Page extract ▸
Peterson’s husband is the bench coach for the Colorado Rockies and is with the team eight months of the year, she said. “At some point [Riley’s] kind of like an orphan. If I can’t be there when she’s doing something from February to October, she doesn’t really have anybody.
“The timing was just right for me to say good-bye. It was a really tough decision.”
Peterson said her last day at the station will be Feb. 28. There’s been no announcement on her replacement.
C.J. Hoyt, news director for Channel 11, said in an email statement to The Blade that Peterson will be missed in the newsroom.
“Chrys has been a fixture at WTOL and, more importantly, in this community for 20 years. I can’t begin to express how much she will be missed," he said. "The good news is that she’ll remain a part of this community and a part of the many projects that are near to her heart and important to our viewers and WTOL, like Race for the Cure. It’s certainly going to be impossible to truly replace her, so we’ll talk more about that at a more appropriate time.”
In a story that appeared Thursday evening on WTOL's Web site, Jerry Anderson praised his longtime co-anchor as "the epitome of professional journalism who also just happens to be a warm, caring, generous-to-a-fault person.
"For nearly 20 years, Chrys has gone anywhere and done anything for a great story or a good cause. Now she is doing something for the best cause of all — family," he wrote.
"As parents, we know the clock is ticking. Chrys is especially feeling that right now. Riley sings, acts, plays sports, and excels in the classroom. Chrys needs to be there for that, and now she will be."
Peterson graduated Magna Cum Laude from James Madison University in Harrisonburg, Va., with a Bachelor of Arts degree in Communications. Her first professional broadcast journalism job was anchoring the 6 and 11 p.m. newscasts at WHSV-TV, the ABC affiliate in Harrisonburg, followed by anchoring the morning and noon newscasts at WNEP-TV, the ABC affiliate in Wilkes Barre/Scranton, Pa.
In 1994 she joined WTOL, the same year as Anderson and Robert Shiels, now Channel 11’s chief meteorologist. The trio, along with Sports Director Dan Cummins, who joined the station in 1980, have been the CBS affiliate's evening news team for a decade. Their 5 p.m. weeknight broadcast was awarded an Emmy in 2012 for Best Newscast.
Peterson has also received Emmy Awards for reporting, including for her 2011 story "Behind the Badge," documenting the stress police officers endure on and off the job, as well as Community Service for her breast cancer awareness campaign. She has received three Edward R. Murrow awards for journalism, and awards from the Associated Press, including the 2011 Best Enterprise Reporting award.
But when asked what she’s most proud of during her career, Peterson referred to her 17-year segment, “Home for Keeps,” that aired during the 5 p.m. newscast, in which she featured a child or sibling group waiting to be adopted, as well as her work with Northwest Ohio Komen Race for the Cure for Breast Cancer. She has served as honorary chairperson since 1995 and helped to grow from 600 to 18,000 participants.
“The Race for the Cure has just been phenomenal to see that growth and to be on the ground floor," she said, "and all the dollars raised and the awareness we helped create.”
Peterson said she has no regrets about leaving broadcast journalism, though she acknowledges she’s going to miss the reporting and her coworkers. Meanwhile, she’s not sure what she'll do next. In 2012, Peterson completed her Master's of Organizational Leadership degree at Lourdes College. “Maybe I can put that to good use,” she said.
What she is certain of, though, is that she and her family are not leaving Toledo anytime soon. Local viewers will still be able to see Peterson — it will just be in area grocery stores and restaurants, and at her daughter’s events rather than delivering the nightly news on WTOL. “Just not on a regular basis, at least,” she said.

Problems to solve ▸
1. In the WTOL anchor article, copy the passage again, beginning at the words "But when asked" and stopping after "to 18,000 participants.", and switch "chairperson" to "chair".
2. According to the WTOL anchor article, when will Peterson's last day at the station be?

Record extracts ▸
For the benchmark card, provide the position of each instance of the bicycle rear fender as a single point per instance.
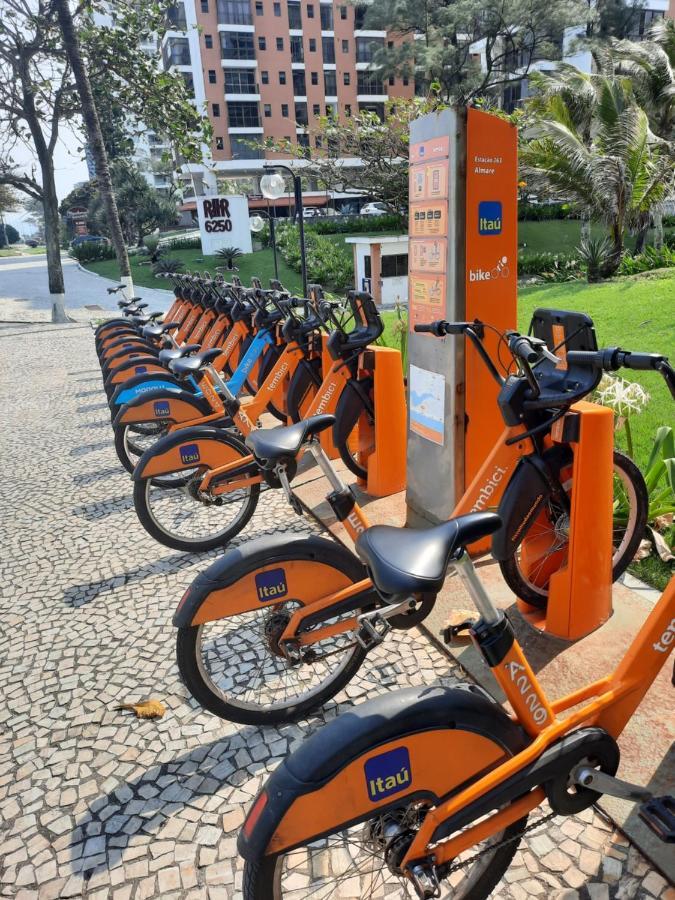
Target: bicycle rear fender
(417, 744)
(524, 496)
(199, 446)
(263, 571)
(167, 406)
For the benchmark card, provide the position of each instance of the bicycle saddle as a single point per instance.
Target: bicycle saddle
(274, 444)
(413, 560)
(168, 355)
(194, 363)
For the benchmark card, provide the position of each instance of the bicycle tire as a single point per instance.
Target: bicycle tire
(538, 596)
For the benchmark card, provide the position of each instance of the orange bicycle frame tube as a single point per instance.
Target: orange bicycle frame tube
(611, 703)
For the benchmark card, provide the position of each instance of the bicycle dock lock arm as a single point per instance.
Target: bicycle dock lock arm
(580, 591)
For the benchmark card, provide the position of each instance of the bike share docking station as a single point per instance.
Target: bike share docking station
(463, 253)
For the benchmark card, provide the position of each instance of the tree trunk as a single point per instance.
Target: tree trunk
(93, 126)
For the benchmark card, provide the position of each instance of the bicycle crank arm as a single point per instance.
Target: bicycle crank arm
(609, 784)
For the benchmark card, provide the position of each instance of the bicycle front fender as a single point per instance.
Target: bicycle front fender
(200, 447)
(401, 747)
(263, 571)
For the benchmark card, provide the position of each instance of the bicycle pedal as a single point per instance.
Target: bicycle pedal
(658, 814)
(372, 630)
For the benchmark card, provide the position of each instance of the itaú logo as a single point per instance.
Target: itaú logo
(488, 489)
(325, 397)
(277, 378)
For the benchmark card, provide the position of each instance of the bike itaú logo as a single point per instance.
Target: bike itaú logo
(325, 397)
(278, 377)
(522, 682)
(489, 217)
(189, 453)
(488, 489)
(501, 269)
(161, 408)
(388, 773)
(666, 639)
(271, 585)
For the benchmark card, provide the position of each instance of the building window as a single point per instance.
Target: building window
(243, 115)
(236, 45)
(299, 83)
(369, 83)
(394, 265)
(294, 17)
(241, 150)
(366, 48)
(240, 81)
(326, 15)
(328, 49)
(297, 54)
(234, 12)
(330, 84)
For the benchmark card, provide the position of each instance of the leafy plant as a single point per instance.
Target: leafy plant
(230, 255)
(596, 254)
(167, 266)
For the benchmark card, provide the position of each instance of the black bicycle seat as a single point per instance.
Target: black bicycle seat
(168, 355)
(194, 363)
(411, 560)
(273, 444)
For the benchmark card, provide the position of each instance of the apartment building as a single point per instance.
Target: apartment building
(271, 68)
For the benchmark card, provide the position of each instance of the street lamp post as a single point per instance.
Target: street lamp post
(257, 223)
(272, 187)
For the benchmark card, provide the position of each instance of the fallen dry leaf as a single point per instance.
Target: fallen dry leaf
(146, 709)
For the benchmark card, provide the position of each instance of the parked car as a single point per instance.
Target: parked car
(88, 239)
(375, 209)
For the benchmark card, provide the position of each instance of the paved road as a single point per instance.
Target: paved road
(24, 292)
(95, 803)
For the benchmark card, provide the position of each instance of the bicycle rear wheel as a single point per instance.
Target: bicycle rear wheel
(529, 578)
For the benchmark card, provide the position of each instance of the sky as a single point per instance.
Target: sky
(70, 168)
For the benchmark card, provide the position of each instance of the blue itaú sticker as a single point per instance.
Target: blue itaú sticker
(388, 773)
(189, 453)
(271, 585)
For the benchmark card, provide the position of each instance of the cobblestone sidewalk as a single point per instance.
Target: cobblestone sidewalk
(94, 802)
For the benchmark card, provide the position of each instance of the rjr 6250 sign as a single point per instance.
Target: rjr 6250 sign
(217, 215)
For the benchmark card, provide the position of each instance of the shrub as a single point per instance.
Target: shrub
(168, 266)
(92, 251)
(649, 259)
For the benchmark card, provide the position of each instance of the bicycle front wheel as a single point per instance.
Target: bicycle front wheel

Task-by-task results ▸
1.
But when asked what she’s most proud of during her career, Peterson referred to her 17-year segment, “Home for Keeps,” that aired during the 5 p.m. newscast, in which she featured a child or sibling group waiting to be adopted, as well as her work with Northwest Ohio Komen Race for the Cure for Breast Cancer. She has served as honorary chair since 1995 and helped to grow from 600 to 18,000 participants.

2. Feb. 28